(Dataset extract Opens)
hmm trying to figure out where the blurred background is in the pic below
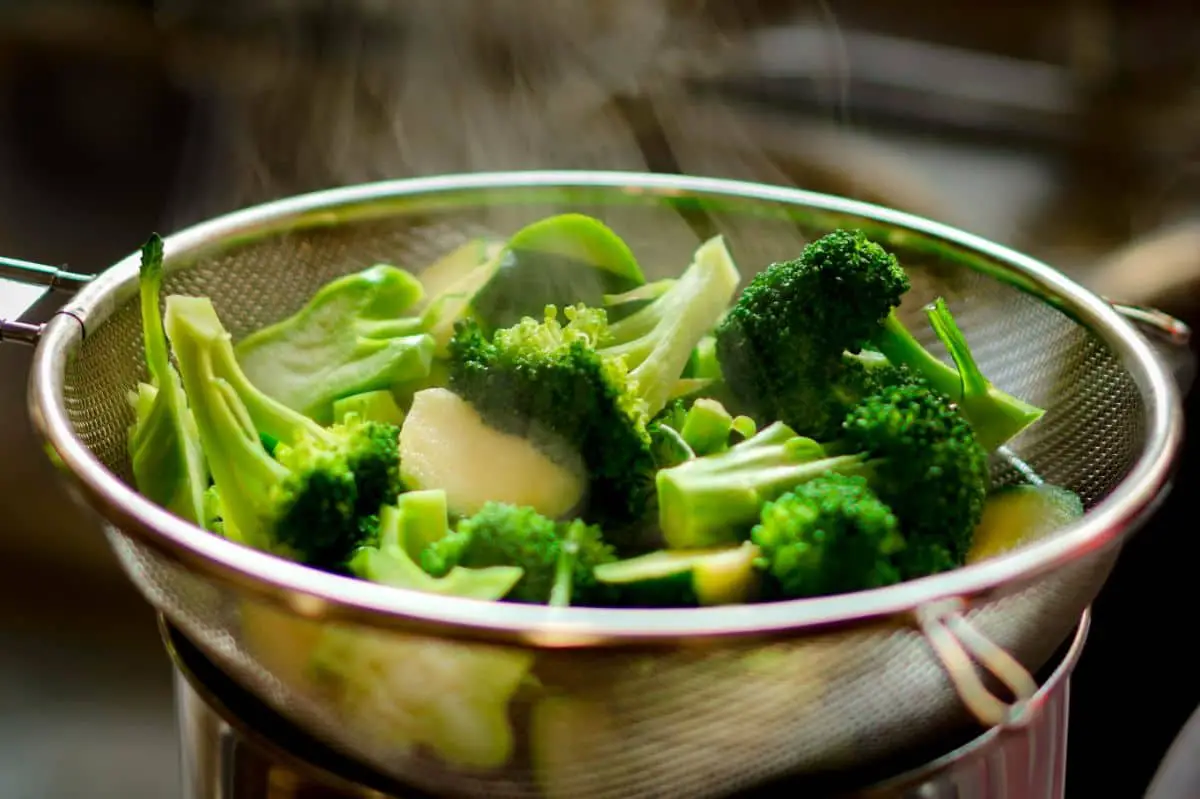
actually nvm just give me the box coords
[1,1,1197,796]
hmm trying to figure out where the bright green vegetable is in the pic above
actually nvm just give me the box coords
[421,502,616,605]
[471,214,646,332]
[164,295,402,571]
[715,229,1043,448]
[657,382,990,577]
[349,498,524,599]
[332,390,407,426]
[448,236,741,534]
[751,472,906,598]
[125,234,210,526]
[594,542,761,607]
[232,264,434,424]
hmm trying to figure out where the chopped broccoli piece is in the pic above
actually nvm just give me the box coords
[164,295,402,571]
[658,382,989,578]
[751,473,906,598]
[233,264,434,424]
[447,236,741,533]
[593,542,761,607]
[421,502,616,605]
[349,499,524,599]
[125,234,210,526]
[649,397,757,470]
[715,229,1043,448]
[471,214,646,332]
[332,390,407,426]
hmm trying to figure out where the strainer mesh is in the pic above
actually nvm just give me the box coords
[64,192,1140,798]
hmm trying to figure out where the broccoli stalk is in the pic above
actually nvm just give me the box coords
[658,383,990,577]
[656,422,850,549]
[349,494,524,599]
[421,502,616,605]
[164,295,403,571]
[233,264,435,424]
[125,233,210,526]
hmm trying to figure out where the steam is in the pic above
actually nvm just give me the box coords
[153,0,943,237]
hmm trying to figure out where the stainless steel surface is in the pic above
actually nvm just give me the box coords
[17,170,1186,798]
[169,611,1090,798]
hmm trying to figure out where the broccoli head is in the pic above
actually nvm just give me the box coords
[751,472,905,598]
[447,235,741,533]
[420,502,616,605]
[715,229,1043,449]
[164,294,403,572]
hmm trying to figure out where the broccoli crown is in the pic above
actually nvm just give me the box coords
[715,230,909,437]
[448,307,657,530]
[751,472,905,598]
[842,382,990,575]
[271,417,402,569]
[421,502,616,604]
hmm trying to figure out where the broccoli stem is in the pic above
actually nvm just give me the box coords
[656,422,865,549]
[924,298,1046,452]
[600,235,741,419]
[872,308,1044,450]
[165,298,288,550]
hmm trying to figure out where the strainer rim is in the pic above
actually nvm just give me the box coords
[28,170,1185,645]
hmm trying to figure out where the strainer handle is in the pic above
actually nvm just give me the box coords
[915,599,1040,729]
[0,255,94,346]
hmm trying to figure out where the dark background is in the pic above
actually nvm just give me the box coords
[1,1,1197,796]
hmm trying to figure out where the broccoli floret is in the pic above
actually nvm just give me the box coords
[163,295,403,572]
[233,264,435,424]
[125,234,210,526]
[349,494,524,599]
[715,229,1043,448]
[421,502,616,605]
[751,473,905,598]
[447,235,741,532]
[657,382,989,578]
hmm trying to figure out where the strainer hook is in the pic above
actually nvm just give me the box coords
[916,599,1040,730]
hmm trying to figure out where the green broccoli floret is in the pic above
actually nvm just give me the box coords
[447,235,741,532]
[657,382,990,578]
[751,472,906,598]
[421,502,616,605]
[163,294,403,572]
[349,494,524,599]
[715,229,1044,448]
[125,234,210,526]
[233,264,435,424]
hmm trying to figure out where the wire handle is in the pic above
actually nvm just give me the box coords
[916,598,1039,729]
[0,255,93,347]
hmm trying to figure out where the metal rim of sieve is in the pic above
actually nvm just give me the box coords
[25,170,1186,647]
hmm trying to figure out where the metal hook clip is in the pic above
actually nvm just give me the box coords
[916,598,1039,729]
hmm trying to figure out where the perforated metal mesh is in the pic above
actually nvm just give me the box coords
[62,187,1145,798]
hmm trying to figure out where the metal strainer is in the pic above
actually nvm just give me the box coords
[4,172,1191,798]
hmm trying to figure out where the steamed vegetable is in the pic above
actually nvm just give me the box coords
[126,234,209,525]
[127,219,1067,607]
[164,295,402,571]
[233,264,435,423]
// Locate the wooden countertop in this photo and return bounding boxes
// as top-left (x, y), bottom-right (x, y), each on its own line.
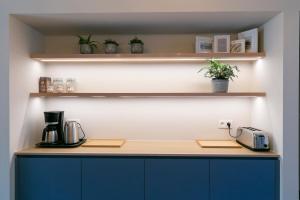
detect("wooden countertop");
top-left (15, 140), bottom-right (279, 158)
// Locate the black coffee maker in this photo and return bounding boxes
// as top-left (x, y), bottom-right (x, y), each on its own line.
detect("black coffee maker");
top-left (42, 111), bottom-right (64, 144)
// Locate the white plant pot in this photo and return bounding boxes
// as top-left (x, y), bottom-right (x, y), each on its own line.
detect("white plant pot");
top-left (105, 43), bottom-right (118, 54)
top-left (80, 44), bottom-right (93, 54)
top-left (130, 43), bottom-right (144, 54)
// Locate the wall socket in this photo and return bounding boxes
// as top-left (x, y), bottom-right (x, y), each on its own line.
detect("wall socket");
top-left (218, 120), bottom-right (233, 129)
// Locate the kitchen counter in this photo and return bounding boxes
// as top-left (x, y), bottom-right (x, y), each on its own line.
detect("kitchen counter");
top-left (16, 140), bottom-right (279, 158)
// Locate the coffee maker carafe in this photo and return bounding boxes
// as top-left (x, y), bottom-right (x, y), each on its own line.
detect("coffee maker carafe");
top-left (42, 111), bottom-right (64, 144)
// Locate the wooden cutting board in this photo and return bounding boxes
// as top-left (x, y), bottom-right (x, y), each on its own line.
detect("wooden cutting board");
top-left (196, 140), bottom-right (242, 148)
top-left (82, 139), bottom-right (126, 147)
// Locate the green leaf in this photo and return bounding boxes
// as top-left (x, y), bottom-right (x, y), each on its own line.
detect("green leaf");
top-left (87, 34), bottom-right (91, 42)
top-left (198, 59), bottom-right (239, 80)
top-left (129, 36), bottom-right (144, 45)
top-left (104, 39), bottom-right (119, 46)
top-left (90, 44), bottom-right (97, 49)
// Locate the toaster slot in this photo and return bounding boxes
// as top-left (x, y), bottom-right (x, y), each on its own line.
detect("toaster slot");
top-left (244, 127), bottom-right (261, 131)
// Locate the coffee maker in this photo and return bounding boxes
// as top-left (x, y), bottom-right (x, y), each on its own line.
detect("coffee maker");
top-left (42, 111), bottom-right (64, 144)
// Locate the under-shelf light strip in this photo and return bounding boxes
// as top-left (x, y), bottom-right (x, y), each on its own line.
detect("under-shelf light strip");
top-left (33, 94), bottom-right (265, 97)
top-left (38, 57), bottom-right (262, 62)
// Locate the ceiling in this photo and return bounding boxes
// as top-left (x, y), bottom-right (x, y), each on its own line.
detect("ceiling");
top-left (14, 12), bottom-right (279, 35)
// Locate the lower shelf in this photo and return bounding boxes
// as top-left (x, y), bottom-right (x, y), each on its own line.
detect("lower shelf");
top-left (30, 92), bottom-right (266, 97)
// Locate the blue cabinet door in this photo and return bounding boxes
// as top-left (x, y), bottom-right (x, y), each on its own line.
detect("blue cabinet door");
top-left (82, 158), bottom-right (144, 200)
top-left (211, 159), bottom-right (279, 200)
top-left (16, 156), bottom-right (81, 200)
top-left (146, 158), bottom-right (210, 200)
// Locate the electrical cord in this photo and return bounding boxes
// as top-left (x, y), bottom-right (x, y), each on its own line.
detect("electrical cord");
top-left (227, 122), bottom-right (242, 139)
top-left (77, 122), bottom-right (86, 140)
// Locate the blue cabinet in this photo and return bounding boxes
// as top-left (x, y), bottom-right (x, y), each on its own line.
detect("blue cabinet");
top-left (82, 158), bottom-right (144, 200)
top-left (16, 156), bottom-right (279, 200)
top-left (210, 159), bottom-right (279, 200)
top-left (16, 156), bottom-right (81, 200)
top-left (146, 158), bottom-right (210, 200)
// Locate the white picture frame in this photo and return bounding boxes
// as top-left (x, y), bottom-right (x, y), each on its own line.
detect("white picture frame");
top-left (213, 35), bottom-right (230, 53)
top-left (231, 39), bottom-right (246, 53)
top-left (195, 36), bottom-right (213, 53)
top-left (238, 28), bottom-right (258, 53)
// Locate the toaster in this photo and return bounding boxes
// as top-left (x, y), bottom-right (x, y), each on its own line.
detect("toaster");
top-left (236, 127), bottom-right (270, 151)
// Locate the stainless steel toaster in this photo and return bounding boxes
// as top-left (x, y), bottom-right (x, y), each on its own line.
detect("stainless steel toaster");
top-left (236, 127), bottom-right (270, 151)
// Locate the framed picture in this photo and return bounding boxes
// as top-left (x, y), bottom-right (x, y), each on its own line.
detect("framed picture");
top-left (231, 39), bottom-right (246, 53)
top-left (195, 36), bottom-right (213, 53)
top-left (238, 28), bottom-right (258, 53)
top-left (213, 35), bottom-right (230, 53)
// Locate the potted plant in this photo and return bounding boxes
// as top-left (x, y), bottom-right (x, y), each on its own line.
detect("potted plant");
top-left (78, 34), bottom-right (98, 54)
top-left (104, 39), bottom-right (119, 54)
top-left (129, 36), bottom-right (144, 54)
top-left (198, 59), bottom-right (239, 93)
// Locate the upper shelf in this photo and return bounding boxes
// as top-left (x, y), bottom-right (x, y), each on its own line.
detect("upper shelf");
(Dataset extract Closes)
=== Instructions for the task ===
Of all the entries above, repeat only the lines from the line that has "cord in this photo and return bounding boxes" to the line that has "picture in this photo and return bounding boxes", both lines included, exactly.

=== Output of the task ===
// Locate the electrical cord in this photo and return bounding boxes
// as top-left (x, y), bottom-right (x, y), each on its own line.
detect("electrical cord");
top-left (227, 122), bottom-right (242, 139)
top-left (77, 122), bottom-right (86, 140)
// Locate the blue cabinet in this photo and return bounding boxes
// as top-left (x, y), bottom-right (x, y), each on its own line.
detect("blue cabinet");
top-left (82, 158), bottom-right (144, 200)
top-left (16, 156), bottom-right (279, 200)
top-left (210, 159), bottom-right (279, 200)
top-left (16, 156), bottom-right (81, 200)
top-left (146, 158), bottom-right (210, 200)
// Locate the white picture frame in this photo and return bounding boxes
// as top-left (x, y), bottom-right (x, y), each on its own line.
detect("white picture frame");
top-left (213, 35), bottom-right (230, 53)
top-left (231, 39), bottom-right (246, 53)
top-left (195, 36), bottom-right (213, 53)
top-left (238, 28), bottom-right (258, 53)
// Locate the toaster in this photo and return bounding boxes
// as top-left (x, y), bottom-right (x, y), each on its own line.
detect("toaster");
top-left (236, 127), bottom-right (270, 151)
// Locate the stainless steel toaster in this photo and return bounding boxes
// as top-left (x, y), bottom-right (x, y), each on its own line.
detect("stainless steel toaster");
top-left (236, 127), bottom-right (270, 151)
// Locate the framed picture in this photo and return bounding boxes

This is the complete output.